__Goal of the exercise__
Scan the listing below for the word "cloud" and state how many lines hold it. Write nothing but the number.

______________________________

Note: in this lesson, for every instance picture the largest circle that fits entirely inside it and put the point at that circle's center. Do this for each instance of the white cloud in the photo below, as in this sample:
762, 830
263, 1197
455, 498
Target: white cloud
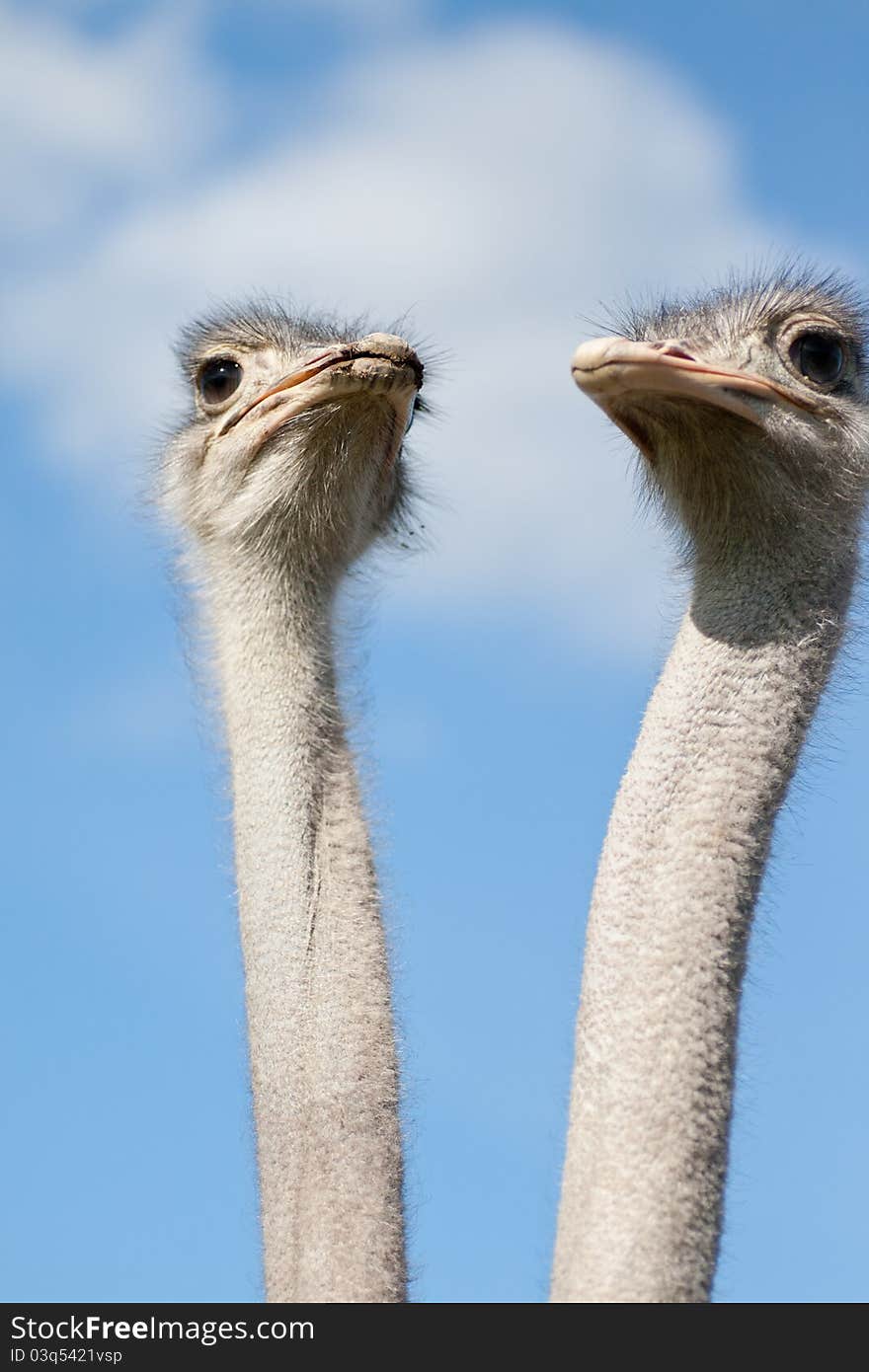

______________________________

__Result for this exercise__
2